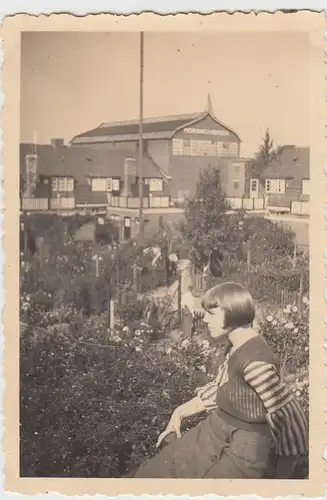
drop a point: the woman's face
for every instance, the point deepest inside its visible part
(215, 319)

--

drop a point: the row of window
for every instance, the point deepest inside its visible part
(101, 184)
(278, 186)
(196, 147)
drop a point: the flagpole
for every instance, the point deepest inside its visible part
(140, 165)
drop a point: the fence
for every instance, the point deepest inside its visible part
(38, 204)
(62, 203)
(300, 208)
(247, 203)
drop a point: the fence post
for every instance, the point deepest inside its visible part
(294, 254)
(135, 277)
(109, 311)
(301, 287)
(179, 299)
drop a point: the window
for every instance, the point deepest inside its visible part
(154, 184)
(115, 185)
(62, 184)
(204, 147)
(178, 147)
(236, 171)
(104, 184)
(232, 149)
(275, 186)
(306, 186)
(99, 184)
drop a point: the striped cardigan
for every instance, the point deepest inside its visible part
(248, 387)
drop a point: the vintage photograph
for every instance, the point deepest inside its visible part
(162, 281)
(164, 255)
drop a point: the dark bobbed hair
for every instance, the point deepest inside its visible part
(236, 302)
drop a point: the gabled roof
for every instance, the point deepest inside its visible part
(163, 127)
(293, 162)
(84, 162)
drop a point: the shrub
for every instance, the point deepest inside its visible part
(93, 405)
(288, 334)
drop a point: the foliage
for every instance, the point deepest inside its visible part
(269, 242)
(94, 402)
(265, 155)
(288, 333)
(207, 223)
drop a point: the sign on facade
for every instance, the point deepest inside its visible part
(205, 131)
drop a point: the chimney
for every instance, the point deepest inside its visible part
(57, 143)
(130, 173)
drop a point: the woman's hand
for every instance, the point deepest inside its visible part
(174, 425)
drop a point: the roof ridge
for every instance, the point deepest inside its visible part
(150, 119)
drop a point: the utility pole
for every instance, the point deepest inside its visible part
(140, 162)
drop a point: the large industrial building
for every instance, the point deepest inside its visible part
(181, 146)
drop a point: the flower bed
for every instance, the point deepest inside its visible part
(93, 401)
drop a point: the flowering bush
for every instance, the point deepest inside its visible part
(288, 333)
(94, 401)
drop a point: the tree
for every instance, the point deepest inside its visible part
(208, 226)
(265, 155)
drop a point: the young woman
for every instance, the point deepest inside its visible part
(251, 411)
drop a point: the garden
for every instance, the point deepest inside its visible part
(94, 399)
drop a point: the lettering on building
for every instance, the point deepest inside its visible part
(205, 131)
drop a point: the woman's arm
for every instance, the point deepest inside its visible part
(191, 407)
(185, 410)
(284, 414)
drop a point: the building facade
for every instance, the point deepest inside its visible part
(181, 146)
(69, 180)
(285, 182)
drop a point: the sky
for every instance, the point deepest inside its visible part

Required work. State only how many lines in the rows above contain the string "window". Case counts.

Task answer. 2